## WORKING DATA
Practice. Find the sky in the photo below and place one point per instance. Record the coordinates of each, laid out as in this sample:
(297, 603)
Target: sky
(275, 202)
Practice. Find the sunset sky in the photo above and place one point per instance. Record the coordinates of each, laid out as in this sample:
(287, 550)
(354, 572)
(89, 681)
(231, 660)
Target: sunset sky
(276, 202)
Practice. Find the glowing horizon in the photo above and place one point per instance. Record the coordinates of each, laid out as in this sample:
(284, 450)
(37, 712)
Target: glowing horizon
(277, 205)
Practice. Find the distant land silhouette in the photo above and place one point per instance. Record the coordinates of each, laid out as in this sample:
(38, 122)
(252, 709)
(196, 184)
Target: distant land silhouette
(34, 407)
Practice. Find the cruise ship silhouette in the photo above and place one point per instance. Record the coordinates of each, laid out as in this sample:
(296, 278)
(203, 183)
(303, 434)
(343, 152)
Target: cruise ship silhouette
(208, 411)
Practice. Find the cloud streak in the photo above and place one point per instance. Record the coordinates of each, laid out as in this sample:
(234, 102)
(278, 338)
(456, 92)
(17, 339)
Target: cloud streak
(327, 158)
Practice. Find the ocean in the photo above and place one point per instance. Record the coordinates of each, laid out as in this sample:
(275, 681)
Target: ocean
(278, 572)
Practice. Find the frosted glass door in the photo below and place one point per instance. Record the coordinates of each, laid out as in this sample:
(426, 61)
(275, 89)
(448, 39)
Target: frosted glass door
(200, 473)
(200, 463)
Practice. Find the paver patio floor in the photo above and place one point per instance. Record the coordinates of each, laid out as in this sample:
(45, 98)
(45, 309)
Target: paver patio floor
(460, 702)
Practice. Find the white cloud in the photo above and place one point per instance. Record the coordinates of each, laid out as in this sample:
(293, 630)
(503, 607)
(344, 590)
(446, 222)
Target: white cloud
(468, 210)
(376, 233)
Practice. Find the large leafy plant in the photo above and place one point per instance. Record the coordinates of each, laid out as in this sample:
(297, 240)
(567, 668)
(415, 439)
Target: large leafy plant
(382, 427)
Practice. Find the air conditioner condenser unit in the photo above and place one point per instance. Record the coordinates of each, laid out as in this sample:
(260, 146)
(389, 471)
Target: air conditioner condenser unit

## STATED GOAL
Copy the data above, starting at the line that contains "Practice. Find the white" and continuing through its last line, and leave every request and sample coordinate unchanged. Multiply each coordinate in the answers by 0.5 and round to whole numbers, with halves rounded up.

## SOLUTION TO THE PROBLEM
Practice. Find the white cloud in the photo above and place one point per instance. Record the coordinates of each, laid out as in this sample:
(293, 630)
(503, 607)
(344, 590)
(446, 222)
Target: white cloud
(234, 105)
(188, 117)
Practice. Find the large leafy plant in the photo above and place one point per instance. Record the coordinates of each, laid out as in this sample:
(297, 240)
(567, 668)
(415, 439)
Target: large leafy plant
(191, 214)
Practice. Find the air conditioner condenser unit in the photo above and place one point per instance. Record the coordinates of each, laid out as in this sample:
(260, 146)
(389, 471)
Target: air conditioner condenser unit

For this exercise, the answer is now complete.